Data excerpts start
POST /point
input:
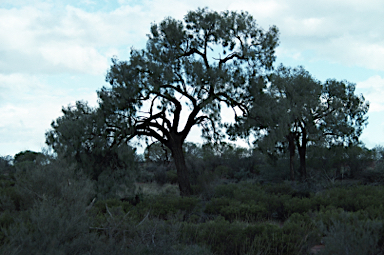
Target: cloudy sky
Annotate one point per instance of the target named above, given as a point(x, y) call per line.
point(53, 53)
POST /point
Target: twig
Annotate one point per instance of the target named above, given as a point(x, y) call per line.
point(143, 219)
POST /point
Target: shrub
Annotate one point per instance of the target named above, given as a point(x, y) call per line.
point(347, 233)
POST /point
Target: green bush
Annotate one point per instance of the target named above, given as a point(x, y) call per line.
point(350, 233)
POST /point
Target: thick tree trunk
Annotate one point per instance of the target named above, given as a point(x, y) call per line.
point(291, 146)
point(181, 167)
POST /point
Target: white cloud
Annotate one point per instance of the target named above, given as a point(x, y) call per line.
point(373, 92)
point(27, 107)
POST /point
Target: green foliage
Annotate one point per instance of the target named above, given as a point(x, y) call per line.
point(350, 233)
point(53, 216)
point(176, 69)
point(239, 238)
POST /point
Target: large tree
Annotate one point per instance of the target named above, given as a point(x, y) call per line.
point(303, 110)
point(187, 72)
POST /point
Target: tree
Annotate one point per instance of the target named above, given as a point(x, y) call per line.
point(187, 72)
point(80, 136)
point(307, 111)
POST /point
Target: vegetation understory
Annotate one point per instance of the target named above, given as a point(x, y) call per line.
point(48, 207)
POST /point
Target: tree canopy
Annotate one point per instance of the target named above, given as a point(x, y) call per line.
point(187, 72)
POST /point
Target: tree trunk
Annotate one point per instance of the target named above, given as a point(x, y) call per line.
point(181, 167)
point(302, 151)
point(291, 146)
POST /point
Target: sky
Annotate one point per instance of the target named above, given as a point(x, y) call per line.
point(53, 53)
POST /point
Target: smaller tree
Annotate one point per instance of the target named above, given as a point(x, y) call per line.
point(300, 110)
point(80, 136)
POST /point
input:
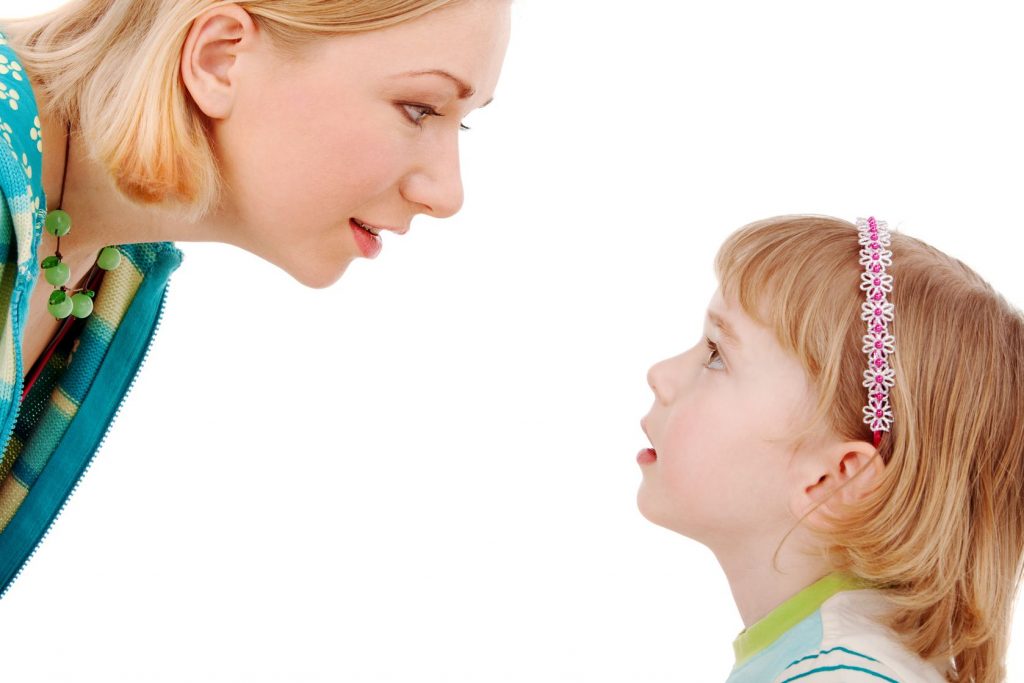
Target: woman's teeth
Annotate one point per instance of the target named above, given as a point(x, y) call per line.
point(369, 228)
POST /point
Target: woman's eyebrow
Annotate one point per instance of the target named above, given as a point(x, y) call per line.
point(465, 90)
point(728, 334)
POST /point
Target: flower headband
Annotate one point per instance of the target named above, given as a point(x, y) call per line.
point(878, 312)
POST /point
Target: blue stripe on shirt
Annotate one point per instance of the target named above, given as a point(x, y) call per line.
point(838, 668)
point(841, 649)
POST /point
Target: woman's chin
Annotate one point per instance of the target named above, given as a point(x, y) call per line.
point(316, 275)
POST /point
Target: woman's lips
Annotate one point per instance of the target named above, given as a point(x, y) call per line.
point(370, 244)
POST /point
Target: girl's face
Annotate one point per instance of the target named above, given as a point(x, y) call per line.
point(364, 128)
point(721, 425)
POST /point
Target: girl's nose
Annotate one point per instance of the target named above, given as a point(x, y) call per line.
point(436, 185)
point(658, 379)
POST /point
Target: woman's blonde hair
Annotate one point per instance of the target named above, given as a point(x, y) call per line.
point(111, 68)
point(943, 531)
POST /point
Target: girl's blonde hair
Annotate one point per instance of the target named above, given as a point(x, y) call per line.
point(111, 68)
point(943, 531)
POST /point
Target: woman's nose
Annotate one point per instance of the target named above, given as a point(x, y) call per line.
point(436, 185)
point(658, 379)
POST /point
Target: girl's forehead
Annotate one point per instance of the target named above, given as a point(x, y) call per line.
point(751, 341)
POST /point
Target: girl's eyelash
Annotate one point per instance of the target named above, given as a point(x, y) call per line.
point(425, 111)
point(713, 351)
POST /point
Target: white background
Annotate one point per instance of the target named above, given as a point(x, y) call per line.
point(426, 472)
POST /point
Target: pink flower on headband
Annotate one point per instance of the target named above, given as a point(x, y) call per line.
point(877, 312)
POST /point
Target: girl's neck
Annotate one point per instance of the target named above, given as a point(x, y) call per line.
point(757, 587)
point(100, 215)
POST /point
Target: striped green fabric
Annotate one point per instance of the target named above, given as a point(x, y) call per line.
point(49, 438)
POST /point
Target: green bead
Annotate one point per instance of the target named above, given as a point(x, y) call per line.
point(57, 223)
point(109, 259)
point(62, 308)
point(58, 274)
point(82, 305)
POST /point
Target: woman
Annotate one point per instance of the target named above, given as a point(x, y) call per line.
point(295, 129)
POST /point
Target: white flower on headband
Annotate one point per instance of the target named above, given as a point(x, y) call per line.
point(879, 344)
point(879, 416)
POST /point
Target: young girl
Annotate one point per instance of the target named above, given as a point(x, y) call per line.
point(849, 441)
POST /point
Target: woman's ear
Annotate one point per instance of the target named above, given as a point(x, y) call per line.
point(836, 475)
point(210, 51)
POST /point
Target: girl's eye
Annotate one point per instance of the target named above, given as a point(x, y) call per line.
point(713, 356)
point(417, 113)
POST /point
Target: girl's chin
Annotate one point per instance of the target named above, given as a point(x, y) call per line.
point(321, 278)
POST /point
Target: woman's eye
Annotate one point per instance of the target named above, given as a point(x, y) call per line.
point(713, 356)
point(417, 113)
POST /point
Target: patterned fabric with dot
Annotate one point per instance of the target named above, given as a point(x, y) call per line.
point(49, 438)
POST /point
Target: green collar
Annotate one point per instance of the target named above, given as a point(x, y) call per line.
point(790, 613)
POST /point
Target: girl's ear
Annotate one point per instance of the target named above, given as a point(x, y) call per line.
point(835, 476)
point(211, 49)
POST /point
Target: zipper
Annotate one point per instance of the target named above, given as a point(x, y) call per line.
point(102, 439)
point(19, 382)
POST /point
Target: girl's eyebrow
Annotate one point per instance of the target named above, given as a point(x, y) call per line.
point(465, 90)
point(728, 334)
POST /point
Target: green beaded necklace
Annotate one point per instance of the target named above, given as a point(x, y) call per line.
point(65, 302)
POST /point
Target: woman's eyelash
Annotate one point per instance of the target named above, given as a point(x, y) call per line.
point(713, 352)
point(424, 111)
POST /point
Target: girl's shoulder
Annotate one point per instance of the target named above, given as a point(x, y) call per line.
point(20, 129)
point(857, 646)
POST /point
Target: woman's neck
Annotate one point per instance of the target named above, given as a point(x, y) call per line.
point(100, 214)
point(757, 586)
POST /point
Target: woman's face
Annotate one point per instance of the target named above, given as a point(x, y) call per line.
point(363, 128)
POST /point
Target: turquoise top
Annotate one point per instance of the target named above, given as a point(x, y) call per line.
point(830, 632)
point(49, 438)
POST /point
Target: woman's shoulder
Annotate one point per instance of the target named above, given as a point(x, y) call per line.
point(857, 646)
point(20, 128)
Data excerpts end
• Short exercise
Reproduce every one of the records above line for line, omitting the pictures from your answer.

• Final result
POST /point
input:
Target: cloudy sky
Annotate one point per instance of the target named above, given as a point(x, y) call per line.
point(53, 53)
POST /point
Target: twig
Annotate one point per instance of the target named above, given as a point(x, y) call per line.
point(143, 219)
POST /point
Target: shrub
Annotate one point per instance of the target named above, given as a point(x, y) call per line.
point(347, 233)
POST /point
Target: green bush
Annotate one point per instance of the target named above, given as a point(x, y) call per line.
point(350, 233)
POST /point
Target: thick tree trunk
Annotate one point per instance of the target named above, given as a point(x, y) call per line.
point(291, 146)
point(181, 167)
POST /point
Target: white cloud
Annotate one point per instance of the target named above, given as a point(x, y) call per line.
point(373, 92)
point(27, 107)
POST /point
Target: green foliage
Annotate one point per instance of the target named above, given as a point(x, y) call per line.
point(350, 233)
point(53, 216)
point(176, 69)
point(239, 238)
POST /point
Target: large tree
Annotate one point per instance of the target named above, given as a point(x, y) call per line.
point(303, 110)
point(187, 72)
POST /point
Target: tree
Annotate one point per instance of the target named above, given as a point(x, y) call per line.
point(187, 72)
point(80, 136)
point(307, 111)
POST /point
Target: vegetation understory
Annotate one point per instance of the target named above, given as a point(x, y) call per line.
point(48, 207)
POST /point
Target: tree canopy
Annotate one point per instance of the target named above, given as a point(x, y) call per line.
point(187, 72)
POST /point
Target: tree trunk
Annotate one point per instance of the target named above, given as a point(x, y) call per line.
point(181, 167)
point(302, 151)
point(291, 146)
POST /point
Target: sky
Annotate one point per instance of the target named above, given as a point(x, y) call per line.
point(53, 53)
POST /point
Target: smaller tree
Annotate one point per instance of the target named above, given as a point(x, y) call per line.
point(300, 110)
point(80, 136)
POST /point
input:
Target: woman's teeth
Annotate one point per instance of the target named above, given as a point(x, y) call per line.
point(369, 228)
POST /point
Target: woman's eyebrow
Annotate one point per instance of the target named above, given as a point(x, y) call per line.
point(465, 90)
point(728, 334)
POST /point
Target: flower headband
Annotate one point per instance of the target named above, given as a point(x, y) call per line.
point(878, 312)
POST /point
Target: blue stripe on shirt
Annotate one point per instance of the target named above, given as a point(x, y) call per line.
point(838, 668)
point(841, 649)
POST /point
Target: woman's chin
Annotate one point per instance of the target named above, given as a point(x, y) call per line.
point(316, 275)
POST /point
Target: woman's lips
Annotate one point per instance of the target named above, given as a point(x, y) call per line.
point(370, 244)
POST /point
Target: girl's face
Annotate one point per instance of the target named above, given as a point(x, y) call per line.
point(364, 128)
point(721, 425)
POST /point
Target: girl's nose
Annotate one point per instance of the target named above, given as a point(x, y) call per line.
point(436, 185)
point(658, 379)
POST /point
Target: woman's blonde hair
Annotate one point per instance of the target named above, given as a point(x, y) call per line.
point(111, 68)
point(943, 531)
POST /point
Target: girl's blonde hair
Annotate one point per instance of the target named above, given as a point(x, y) call per line.
point(111, 68)
point(943, 531)
POST /point
Target: woman's nose
Annotate one point per instance of the target named above, given as a point(x, y) call per line.
point(436, 185)
point(658, 379)
POST /point
Target: girl's forehead
Annotate one point per instance of the target named above, given as a point(x, y) call per line.
point(751, 341)
POST /point
Target: girl's eyelash
Annotate one point per instance of the target named above, given as a point(x, y) call per line.
point(425, 111)
point(713, 351)
POST /point
Target: white background
Annotate one point per instance of the target named above, given as a point(x, y) call per line.
point(426, 472)
POST /point
Target: pink flower on headband
Annotate one point per instance of the target named above, given as a point(x, y) call per line.
point(877, 312)
POST /point
Target: girl's neck
Annotate one point per instance of the target named above, given as a point(x, y) call per line.
point(757, 587)
point(100, 215)
POST /point
Target: striped green fabric
Annotate one point per instance of the target named above, given as a point(x, y) call per line.
point(49, 438)
POST /point
Target: green bead
Annotate one point per instance of the target named above, given as a point(x, y) call per line.
point(57, 223)
point(109, 259)
point(62, 308)
point(58, 274)
point(82, 305)
POST /point
Target: woman
Annotate one point per instance of the target named above, given as a point(x, y) call per line.
point(295, 129)
POST /point
Target: white flower on headband
Annotate one point per instance of the target named above, given as a point(x, y) call per line.
point(879, 344)
point(879, 416)
POST /point
Target: young girl
Annotate one point per instance of the target named above, given as a point(x, y) call per line.
point(849, 441)
POST /point
Target: woman's ear
Annotate one point per instance of the target named above, given as a point(x, y) call per line.
point(836, 475)
point(210, 51)
POST /point
Target: girl's eye
Annotate one point per instance of the target named above, given as a point(x, y) call per line.
point(713, 356)
point(417, 113)
POST /point
Target: girl's chin
Annotate one point per instance of the target named above, given as a point(x, y) call per line.
point(321, 278)
POST /point
Target: woman's eye
Annotate one point per instance of the target named above, given as a point(x, y) call per line.
point(713, 356)
point(417, 113)
POST /point
Target: patterned fabric with dot
Annotate one point per instance of the target named above, given as a point(x, y) call per line.
point(49, 438)
POST /point
Target: green collar
Annotate one point per instance of the target named above, given as a point(x, y) call per line.
point(790, 613)
POST /point
Target: girl's ear
Annotate one point per instance of the target named above, given as a point(x, y) call per line.
point(835, 476)
point(211, 49)
POST /point
Target: zipper
Annotate one point per instance of the target named above, given as a point(x, y) call per line.
point(102, 439)
point(19, 382)
POST /point
Target: girl's eyebrow
Annotate one point per instance of the target named above, given as a point(x, y) call per line.
point(465, 90)
point(728, 334)
POST /point
Target: green beaded necklace
Annotate one point per instance of the target named above, given as a point(x, y) call per line.
point(65, 302)
POST /point
Target: woman's eyelash
Annotate one point per instance of the target named above, given as a point(x, y) call per line.
point(713, 352)
point(424, 111)
POST /point
Target: girl's shoulder
Annotate one point per instance of the target named above, given as a point(x, y) call per line.
point(20, 129)
point(857, 646)
POST /point
Target: woman's neck
Annotate one point per instance of the target named above, given as a point(x, y) call per line.
point(100, 214)
point(757, 586)
POST /point
Target: woman's face
Annotate one point per instance of the target named above, given as a point(x, y) call per line.
point(363, 128)
POST /point
Target: turquoise top
Annotate one point per instance of the target named above, given as a point(x, y) call per line.
point(830, 632)
point(49, 438)
POST /point
Target: woman's shoulder
Annotate one point per instance of the target named above, given as a point(x, y) call per line.
point(857, 646)
point(20, 128)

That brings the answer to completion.